**KUTIPAN TEKS**
══════════

Perkembangannya penghentian penuntutan yang dilakukan oleh lembaga kejaksaan mendasarkan juga kepada keadilan restorative (restorative justice). Dalam keadilan restoratif sanksi pidana yang diberikan kepada pelaku tidak menghilangkan penderitaan yang dialami oleh korban sehingga dalam prakteknya, dibutuhkan alternatif lain atau pendekatan lain untuk memperbaiki sistem peradilan pidana dengan cara melakukan atau menggunakan penyelesaian non litigasi dengan pendekatan keadilan restoratif.

Konsep keadilan restoratif itu sendiri adalah memulihkan hak-hak korban dan pelaku yang dilakukan diluar pengadilan melalui proses mediasi. Keadilan Restoratif (Restorative Justice) sebagai salah satu upaya penyelesaian baik bagi pelaku pelanggaran maupun korban yang mengarah rehabilitasi bagi pelaku pelanggaran dan penyembuhan bagi korban di dalam komunitas mereka sendiri sehingga semua pihak akan mengalami rasa keadilan yang terbuka. (Ani Purwati, CPL, CPCLE, & CLI, 2020).

══════════

**BAHAN LATIHAN**
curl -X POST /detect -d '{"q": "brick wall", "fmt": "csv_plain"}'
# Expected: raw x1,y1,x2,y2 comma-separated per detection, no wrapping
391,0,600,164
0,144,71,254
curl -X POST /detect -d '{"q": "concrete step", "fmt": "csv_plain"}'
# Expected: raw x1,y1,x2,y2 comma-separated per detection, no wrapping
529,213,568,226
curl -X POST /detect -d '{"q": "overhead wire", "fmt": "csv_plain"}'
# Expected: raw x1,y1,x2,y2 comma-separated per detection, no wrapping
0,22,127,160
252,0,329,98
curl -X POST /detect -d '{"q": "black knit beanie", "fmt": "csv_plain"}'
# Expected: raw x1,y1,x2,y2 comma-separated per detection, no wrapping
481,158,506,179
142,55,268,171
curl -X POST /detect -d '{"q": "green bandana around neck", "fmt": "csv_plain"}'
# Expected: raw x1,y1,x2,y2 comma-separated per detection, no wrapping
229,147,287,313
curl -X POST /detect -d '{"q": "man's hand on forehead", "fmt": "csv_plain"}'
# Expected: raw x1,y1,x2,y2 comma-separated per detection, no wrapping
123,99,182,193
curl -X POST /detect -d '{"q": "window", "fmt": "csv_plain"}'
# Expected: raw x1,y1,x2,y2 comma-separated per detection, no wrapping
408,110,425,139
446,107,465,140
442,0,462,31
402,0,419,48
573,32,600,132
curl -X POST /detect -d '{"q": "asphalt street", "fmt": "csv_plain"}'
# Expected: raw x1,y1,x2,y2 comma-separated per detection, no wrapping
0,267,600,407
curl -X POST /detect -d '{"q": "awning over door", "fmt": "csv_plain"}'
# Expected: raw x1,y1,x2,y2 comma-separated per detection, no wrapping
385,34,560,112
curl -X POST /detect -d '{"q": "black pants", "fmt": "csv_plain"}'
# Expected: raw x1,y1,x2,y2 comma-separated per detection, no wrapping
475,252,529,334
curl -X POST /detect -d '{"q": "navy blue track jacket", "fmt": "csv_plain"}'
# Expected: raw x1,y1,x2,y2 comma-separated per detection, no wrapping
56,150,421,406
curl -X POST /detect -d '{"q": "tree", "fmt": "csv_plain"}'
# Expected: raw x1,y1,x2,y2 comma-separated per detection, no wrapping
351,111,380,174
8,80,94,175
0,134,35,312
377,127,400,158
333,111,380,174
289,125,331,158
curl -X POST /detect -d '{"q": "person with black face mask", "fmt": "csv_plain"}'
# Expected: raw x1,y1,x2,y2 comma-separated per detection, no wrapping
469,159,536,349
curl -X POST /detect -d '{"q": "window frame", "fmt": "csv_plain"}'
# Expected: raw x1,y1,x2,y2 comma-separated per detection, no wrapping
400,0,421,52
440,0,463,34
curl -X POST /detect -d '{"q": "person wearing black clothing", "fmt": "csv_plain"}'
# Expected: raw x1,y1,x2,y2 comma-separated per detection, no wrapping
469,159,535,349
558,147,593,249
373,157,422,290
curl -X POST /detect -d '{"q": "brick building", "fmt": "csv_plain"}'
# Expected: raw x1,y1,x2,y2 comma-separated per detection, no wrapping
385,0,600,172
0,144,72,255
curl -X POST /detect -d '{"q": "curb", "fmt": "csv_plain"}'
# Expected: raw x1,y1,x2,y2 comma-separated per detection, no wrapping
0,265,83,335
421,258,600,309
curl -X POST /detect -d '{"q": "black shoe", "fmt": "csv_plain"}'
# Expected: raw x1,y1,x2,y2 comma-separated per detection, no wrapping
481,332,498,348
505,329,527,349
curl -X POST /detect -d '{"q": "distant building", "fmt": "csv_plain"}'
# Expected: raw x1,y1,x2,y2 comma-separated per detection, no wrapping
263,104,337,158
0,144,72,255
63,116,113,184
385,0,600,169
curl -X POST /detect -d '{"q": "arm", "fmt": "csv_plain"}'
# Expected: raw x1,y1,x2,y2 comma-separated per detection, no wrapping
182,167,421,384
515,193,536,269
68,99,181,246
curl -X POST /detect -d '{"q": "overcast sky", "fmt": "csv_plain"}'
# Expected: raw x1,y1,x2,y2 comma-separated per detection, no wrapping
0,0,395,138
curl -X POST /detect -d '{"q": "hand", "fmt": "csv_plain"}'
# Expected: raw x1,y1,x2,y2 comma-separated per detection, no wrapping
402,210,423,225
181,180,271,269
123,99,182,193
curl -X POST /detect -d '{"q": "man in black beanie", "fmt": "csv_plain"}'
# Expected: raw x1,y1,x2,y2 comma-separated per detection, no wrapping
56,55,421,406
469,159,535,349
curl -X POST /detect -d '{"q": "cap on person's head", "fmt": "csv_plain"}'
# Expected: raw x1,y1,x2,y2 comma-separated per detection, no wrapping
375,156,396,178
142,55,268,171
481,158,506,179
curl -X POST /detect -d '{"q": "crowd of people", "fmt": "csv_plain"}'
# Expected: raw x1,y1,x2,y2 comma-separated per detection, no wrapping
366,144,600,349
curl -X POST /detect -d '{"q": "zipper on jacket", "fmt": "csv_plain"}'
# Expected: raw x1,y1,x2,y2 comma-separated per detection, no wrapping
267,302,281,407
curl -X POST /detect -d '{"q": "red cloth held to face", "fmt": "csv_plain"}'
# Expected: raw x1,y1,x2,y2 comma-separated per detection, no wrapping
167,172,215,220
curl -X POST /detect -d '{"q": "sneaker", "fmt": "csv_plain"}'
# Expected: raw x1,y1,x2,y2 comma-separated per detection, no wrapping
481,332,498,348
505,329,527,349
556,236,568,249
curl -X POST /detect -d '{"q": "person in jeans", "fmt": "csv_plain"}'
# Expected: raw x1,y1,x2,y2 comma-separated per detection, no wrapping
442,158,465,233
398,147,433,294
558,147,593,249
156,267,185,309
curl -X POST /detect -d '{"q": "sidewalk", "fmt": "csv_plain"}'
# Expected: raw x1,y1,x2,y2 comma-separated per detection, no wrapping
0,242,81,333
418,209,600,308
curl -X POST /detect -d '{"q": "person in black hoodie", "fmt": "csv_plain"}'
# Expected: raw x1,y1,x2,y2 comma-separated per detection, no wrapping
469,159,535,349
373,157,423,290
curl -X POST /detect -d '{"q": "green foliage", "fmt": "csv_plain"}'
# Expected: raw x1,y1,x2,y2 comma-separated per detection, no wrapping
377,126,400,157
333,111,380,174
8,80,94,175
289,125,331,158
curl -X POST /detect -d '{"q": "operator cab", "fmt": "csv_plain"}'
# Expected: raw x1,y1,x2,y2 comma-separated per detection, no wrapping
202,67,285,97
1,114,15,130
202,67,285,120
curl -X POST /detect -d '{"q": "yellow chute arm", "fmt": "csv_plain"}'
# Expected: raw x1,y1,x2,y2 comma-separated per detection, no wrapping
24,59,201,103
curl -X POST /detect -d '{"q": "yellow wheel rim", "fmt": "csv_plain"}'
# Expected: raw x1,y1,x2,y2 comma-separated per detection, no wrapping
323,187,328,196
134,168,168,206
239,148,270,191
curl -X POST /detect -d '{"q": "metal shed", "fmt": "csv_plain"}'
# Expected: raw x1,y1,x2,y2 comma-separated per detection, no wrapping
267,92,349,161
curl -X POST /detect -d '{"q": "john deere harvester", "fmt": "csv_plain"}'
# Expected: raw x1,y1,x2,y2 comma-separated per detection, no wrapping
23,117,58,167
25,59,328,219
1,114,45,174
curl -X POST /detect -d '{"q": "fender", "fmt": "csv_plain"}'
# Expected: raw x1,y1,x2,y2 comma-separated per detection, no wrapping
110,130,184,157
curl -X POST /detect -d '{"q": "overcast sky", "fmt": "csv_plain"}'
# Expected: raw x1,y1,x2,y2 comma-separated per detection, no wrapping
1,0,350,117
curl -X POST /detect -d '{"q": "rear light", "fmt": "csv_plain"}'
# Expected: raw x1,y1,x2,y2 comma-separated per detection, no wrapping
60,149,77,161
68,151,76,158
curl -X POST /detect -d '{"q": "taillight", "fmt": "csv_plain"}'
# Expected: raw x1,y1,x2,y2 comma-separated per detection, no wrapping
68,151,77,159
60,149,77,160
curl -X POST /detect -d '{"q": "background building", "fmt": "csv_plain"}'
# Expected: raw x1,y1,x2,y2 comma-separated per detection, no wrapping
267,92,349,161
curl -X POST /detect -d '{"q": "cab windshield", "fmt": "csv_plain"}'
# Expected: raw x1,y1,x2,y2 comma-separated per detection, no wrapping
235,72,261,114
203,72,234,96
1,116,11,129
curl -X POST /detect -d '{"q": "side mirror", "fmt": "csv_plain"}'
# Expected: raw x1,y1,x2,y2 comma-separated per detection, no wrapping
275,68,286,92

══════════

**TUGAS LATIHAN A**
Tuliskan kembali persis baris-baris catatan itu, mulai dari baris yang memuat "cloth held to" dan berhenti setelah baris yang memuat "1,0,350,117".
**TUGAS LATIHAN B**
Lanjutkan teks tentang keadilan restoratif mulai dari sesudah kalimat terakhirnya.
Teks tentang keadilan restoratif tidak berkaitan dengan catatan-catatan di atas.

**HASIL TUGAS A**
curl -X POST /detect -d '{"q": "red cloth held to face", "fmt": "csv_plain"}'
# Expected: raw x1,y1,x2,y2 comma-separated per detection, no wrapping
167,172,215,220
curl -X POST /detect -d '{"q": "sneaker", "fmt": "csv_plain"}'
# Expected: raw x1,y1,x2,y2 comma-separated per detection, no wrapping
481,332,498,348
505,329,527,349
556,236,568,249
curl -X POST /detect -d '{"q": "person in jeans", "fmt": "csv_plain"}'
# Expected: raw x1,y1,x2,y2 comma-separated per detection, no wrapping
442,158,465,233
398,147,433,294
558,147,593,249
156,267,185,309
curl -X POST /detect -d '{"q": "sidewalk", "fmt": "csv_plain"}'
# Expected: raw x1,y1,x2,y2 comma-separated per detection, no wrapping
0,242,81,333
418,209,600,308
curl -X POST /detect -d '{"q": "person in black hoodie", "fmt": "csv_plain"}'
# Expected: raw x1,y1,x2,y2 comma-separated per detection, no wrapping
469,159,535,349
373,157,423,290
curl -X POST /detect -d '{"q": "green foliage", "fmt": "csv_plain"}'
# Expected: raw x1,y1,x2,y2 comma-separated per detection, no wrapping
377,126,400,157
333,111,380,174
8,80,94,175
289,125,331,158
curl -X POST /detect -d '{"q": "operator cab", "fmt": "csv_plain"}'
# Expected: raw x1,y1,x2,y2 comma-separated per detection, no wrapping
202,67,285,97
1,114,15,130
202,67,285,120
curl -X POST /detect -d '{"q": "yellow chute arm", "fmt": "csv_plain"}'
# Expected: raw x1,y1,x2,y2 comma-separated per detection, no wrapping
24,59,201,103
curl -X POST /detect -d '{"q": "yellow wheel rim", "fmt": "csv_plain"}'
# Expected: raw x1,y1,x2,y2 comma-separated per detection, no wrapping
323,187,328,196
134,168,168,206
239,148,270,191
curl -X POST /detect -d '{"q": "metal shed", "fmt": "csv_plain"}'
# Expected: raw x1,y1,x2,y2 comma-separated per detection, no wrapping
267,92,349,161
curl -X POST /detect -d '{"q": "john deere harvester", "fmt": "csv_plain"}'
# Expected: raw x1,y1,x2,y2 comma-separated per detection, no wrapping
23,117,58,167
25,59,328,219
1,114,45,174
curl -X POST /detect -d '{"q": "fender", "fmt": "csv_plain"}'
# Expected: raw x1,y1,x2,y2 comma-separated per detection, no wrapping
110,130,184,157
curl -X POST /detect -d '{"q": "overcast sky", "fmt": "csv_plain"}'
# Expected: raw x1,y1,x2,y2 comma-separated per detection, no wrapping
1,0,350,117

**HASIL TUGAS B**
Salah satu pendekatan keadilan restoratif akan digunakan juga terhadap kasus tindak pidana korupsi yang kerugian negaranya di bawah 50.000.000,- (Lima puluh Juta rupiah) dengan syarat uang tersebut dikembalikan kepada negara. Alasan perkara tindak pidana korupsi dapat dihentikan dengan menggunakan restorative justice adalah biaya yang dikeluarkan oleh aparat penegak hukum untuk memproses pelaku dapat melebihi Rp. 50.000.000,-,. Rencana tersebut tentunya menimbulkan polemik di masyarakat banyak pro dan kontra ketika akan menghentikan penuntutan perkara tindak pidana korupsi dengan menggunakan prisnsip restorative justice. Ada yang berpendapat tidak akan menimbulkan efek jera kepada para koruptor dan para koruptor akan semakin berani melakukan tindak pidana korupsi. Dari latar belakang di atas timbul beberapa permasalahan yang menarik untuk dilakukan kajian yaitu :

1.   Bagaimana penerapan restorative justice terhadap pelaku tindak pidana korupsi yang dilakukan oleh Kejaksaan ?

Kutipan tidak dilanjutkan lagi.